▶ [Set task] Put the lines of the records below into a numbered list, from the line containing "table apron, positioned" through the end of the records, both ends included. Leave out any blank lines.

------------------------------

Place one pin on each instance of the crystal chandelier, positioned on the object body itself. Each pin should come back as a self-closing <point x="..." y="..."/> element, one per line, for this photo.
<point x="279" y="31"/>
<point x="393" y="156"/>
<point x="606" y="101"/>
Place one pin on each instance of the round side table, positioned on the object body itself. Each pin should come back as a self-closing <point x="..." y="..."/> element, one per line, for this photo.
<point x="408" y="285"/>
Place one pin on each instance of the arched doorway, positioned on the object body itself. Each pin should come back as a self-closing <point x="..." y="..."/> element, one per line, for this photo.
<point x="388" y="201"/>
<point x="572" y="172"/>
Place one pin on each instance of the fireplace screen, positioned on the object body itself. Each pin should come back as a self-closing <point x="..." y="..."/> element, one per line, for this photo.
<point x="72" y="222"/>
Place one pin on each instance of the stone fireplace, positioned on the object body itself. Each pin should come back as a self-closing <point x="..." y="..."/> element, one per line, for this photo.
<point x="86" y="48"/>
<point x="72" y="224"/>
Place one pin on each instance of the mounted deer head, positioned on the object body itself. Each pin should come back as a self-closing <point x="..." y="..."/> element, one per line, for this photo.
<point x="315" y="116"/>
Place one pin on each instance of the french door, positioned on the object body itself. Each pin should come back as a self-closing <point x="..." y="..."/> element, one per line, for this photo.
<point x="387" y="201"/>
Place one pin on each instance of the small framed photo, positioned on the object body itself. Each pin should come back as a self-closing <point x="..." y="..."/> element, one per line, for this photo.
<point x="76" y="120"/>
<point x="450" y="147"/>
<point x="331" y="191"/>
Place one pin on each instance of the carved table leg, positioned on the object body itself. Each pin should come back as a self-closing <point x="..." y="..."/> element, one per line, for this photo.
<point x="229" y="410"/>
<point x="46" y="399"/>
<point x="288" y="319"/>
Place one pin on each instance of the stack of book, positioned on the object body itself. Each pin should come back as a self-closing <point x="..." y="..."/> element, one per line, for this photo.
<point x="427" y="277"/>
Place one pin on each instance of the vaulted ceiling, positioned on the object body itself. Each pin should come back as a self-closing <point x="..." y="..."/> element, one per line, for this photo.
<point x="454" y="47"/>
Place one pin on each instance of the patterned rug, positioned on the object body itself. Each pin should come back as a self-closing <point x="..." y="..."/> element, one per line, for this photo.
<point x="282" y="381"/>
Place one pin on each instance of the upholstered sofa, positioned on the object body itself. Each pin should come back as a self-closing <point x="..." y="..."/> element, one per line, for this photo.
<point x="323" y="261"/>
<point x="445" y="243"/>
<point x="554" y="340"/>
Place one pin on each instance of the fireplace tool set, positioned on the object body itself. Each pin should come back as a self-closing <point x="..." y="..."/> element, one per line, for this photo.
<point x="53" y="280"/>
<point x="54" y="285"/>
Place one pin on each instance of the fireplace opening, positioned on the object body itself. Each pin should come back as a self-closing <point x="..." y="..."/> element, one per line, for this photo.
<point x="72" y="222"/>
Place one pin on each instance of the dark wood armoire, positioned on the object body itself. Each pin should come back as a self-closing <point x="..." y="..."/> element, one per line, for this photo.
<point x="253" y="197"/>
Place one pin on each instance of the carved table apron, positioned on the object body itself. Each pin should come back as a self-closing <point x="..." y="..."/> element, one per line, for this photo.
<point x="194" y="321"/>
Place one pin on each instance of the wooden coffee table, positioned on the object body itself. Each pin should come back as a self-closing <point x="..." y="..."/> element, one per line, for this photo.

------------------------------

▶ [Answer below]
1. Place one pin on each instance of the carved table apron, positioned on the object body itself. Each pin should come back as a self-closing <point x="..." y="..."/> element, one per line, for this photo.
2. <point x="194" y="321"/>
3. Place one pin on each instance of the wooden coffee table, positioned on the object body itself. Each pin should come back as a self-closing <point x="..." y="..."/> element, one per line, for this photo.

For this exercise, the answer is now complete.